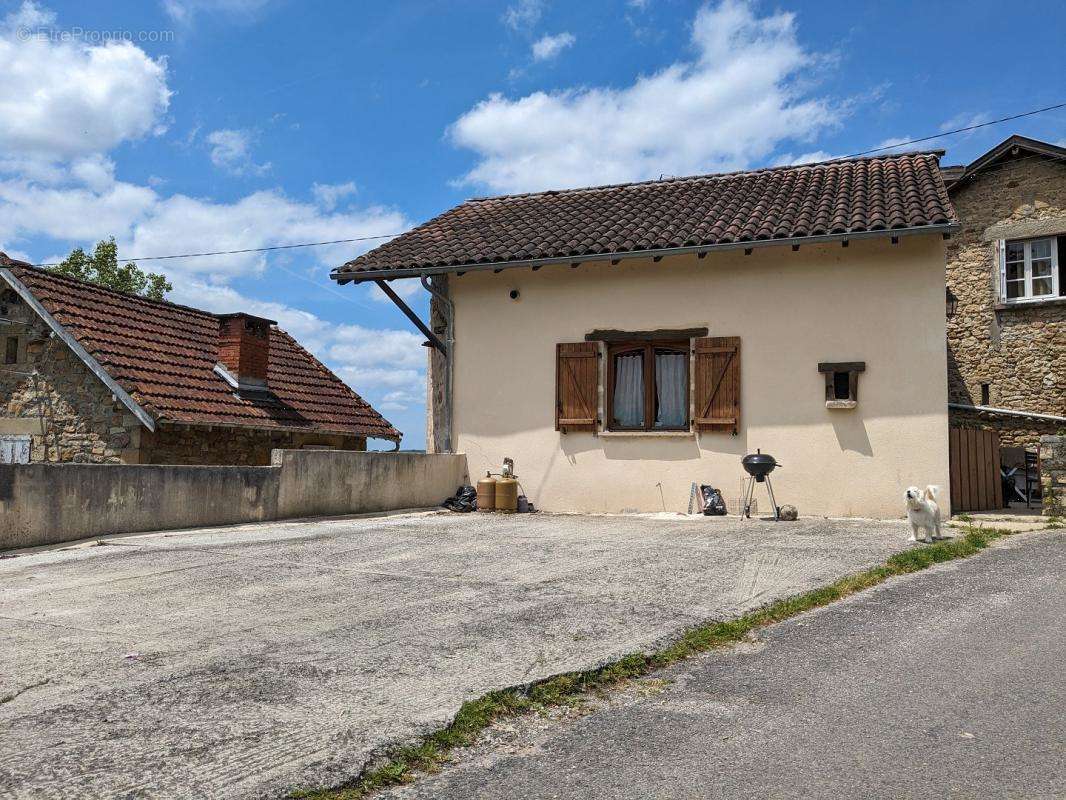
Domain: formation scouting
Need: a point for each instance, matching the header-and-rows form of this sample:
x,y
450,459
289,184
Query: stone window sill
x,y
1022,304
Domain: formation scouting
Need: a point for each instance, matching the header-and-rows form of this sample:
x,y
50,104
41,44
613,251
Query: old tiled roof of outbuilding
x,y
163,355
834,197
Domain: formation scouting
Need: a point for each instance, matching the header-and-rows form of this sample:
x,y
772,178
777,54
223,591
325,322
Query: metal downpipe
x,y
449,358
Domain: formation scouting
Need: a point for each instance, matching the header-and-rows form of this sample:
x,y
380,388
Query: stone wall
x,y
244,446
1053,475
1013,431
47,504
1019,351
68,413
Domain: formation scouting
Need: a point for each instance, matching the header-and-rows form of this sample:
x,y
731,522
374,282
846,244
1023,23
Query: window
x,y
648,386
1029,270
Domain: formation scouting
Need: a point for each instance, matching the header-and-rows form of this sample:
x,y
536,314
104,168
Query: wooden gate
x,y
974,467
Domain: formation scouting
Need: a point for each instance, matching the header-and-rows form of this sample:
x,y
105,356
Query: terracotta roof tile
x,y
164,355
842,196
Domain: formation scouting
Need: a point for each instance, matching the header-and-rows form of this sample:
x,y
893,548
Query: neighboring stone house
x,y
1006,276
93,376
623,342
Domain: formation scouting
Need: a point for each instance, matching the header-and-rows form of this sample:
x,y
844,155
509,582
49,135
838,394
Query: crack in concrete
x,y
9,698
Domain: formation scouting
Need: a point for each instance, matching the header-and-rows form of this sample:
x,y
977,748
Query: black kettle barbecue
x,y
759,465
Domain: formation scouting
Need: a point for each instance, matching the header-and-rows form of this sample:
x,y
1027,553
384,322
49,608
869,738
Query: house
x,y
622,342
94,376
1006,274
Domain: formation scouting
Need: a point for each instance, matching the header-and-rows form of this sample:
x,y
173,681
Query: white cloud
x,y
231,150
548,47
400,400
406,289
789,159
62,98
523,14
328,195
58,181
732,105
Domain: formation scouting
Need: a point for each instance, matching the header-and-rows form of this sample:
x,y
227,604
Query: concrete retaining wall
x,y
1053,475
47,504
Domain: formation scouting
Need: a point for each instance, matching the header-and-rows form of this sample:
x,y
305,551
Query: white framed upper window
x,y
1029,270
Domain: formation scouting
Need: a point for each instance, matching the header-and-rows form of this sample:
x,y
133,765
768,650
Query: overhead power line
x,y
882,148
957,130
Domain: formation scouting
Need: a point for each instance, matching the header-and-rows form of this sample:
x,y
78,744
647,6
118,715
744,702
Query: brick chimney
x,y
244,348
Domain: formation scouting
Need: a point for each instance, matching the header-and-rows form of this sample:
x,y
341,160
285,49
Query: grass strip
x,y
405,763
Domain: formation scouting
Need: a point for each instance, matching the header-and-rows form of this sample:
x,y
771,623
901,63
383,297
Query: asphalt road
x,y
947,684
241,662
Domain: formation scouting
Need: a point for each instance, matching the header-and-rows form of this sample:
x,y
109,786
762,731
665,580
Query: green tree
x,y
102,269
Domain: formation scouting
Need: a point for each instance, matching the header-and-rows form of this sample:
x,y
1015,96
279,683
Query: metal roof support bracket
x,y
93,365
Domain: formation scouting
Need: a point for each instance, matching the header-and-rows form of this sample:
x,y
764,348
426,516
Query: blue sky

----------

> Task description
Excluding pictures, print all lines above exactly.

> Solution to this task
Domain: formation scouting
Need: a point for each instance, matching the header-and-rows form of this sample:
x,y
450,459
289,184
Query: stone window sill
x,y
1022,304
Domain: formation scouting
Need: a point for each instance, matching the header-and-rows form of this sample:
x,y
50,104
41,44
613,251
Query: old tiled roof of outbuilding
x,y
163,355
834,197
Domain: formation scouting
Need: a point for each instance, matching the header-and-rows form of this sample:
x,y
772,178
777,54
223,591
325,322
Query: metal downpipe
x,y
449,358
Domain: formation scouting
Need: a point for each instance, matching the header-and-rows form of this sample:
x,y
380,388
Query: stone wall
x,y
244,446
1053,475
1013,431
47,504
1019,351
68,413
Domain: formation scouting
Need: a point for each instance, matching the header-and-rows form of this sample:
x,y
731,522
374,282
846,244
1023,23
Query: window
x,y
648,386
1029,270
Domain: formation scouting
Need: a point for each instance, matching the header-and-rows form of this sample:
x,y
536,314
104,168
Query: wooden gate
x,y
974,467
Domain: formation scouting
Need: a point for each instance, matching the header-and-rows form of this sample:
x,y
105,356
Query: terracotta roof tile
x,y
164,355
842,196
Domain: formation scouting
Need: a point for each instance, matching the header-and-rows form of this sample:
x,y
893,548
Query: neighboring stone house
x,y
1006,276
93,376
623,342
Domain: formation scouting
Need: a point for each instance, matching the header-and-rows form of this sample:
x,y
844,155
509,582
49,135
838,394
Query: crack in concrete
x,y
9,698
Domain: formation scouting
Need: a point for each instance, matching the header-and-rows form of this sample:
x,y
977,748
Query: black kettle barbecue
x,y
759,465
Domain: formation scouting
Need: a point for each instance, matching the header-and-rows form of this sample:
x,y
1027,553
384,322
49,608
869,738
Query: house
x,y
622,342
94,376
1006,274
Domain: formation scouting
Need: a point for each instance, matching the header-and-rows form of this sample:
x,y
173,681
Query: white cloud
x,y
231,150
548,47
400,400
406,289
789,159
62,98
523,14
328,195
58,181
732,105
Domain: formation scouting
Need: a point for each instance, matching the header-and-rows form of this sample:
x,y
227,604
Query: concrete retaining wall
x,y
1053,475
47,504
Domain: formation scouting
Need: a point for each instance, matching the header-and-rows form of this sample:
x,y
305,551
Query: white framed upper window
x,y
1029,270
Domain: formation scouting
Need: a point for each instance, matching the header-and-rows form of this sample:
x,y
133,765
768,650
Query: overhead power line
x,y
882,148
957,130
Domain: formation scouting
Need: a point for each instance, matching the header-and-rows form of this sample:
x,y
78,744
647,6
118,715
744,702
Query: brick chimney
x,y
244,348
Domain: formation scouting
Need: a point for each instance, matching the header-and-rows form of this sample:
x,y
341,160
285,49
Query: grass strip
x,y
405,763
Domain: formation scouting
Need: a point for each instance, matching the header-and-rows form of this sample:
x,y
771,623
901,63
383,297
Query: asphalt road
x,y
947,684
241,662
Domain: formation scouting
Need: a point for each instance, matching the header-and-rows form of this sample:
x,y
109,786
762,731
665,580
Query: green tree
x,y
102,269
Domain: formation scouting
Need: a point for each instance, matching the header-and-rows form of this sample:
x,y
1015,96
279,683
Query: metal roof support bracket
x,y
93,365
Domain: formation scouting
Need: a point for each instance, matching the header-and-rows form of this sample:
x,y
764,348
426,516
Query: blue sky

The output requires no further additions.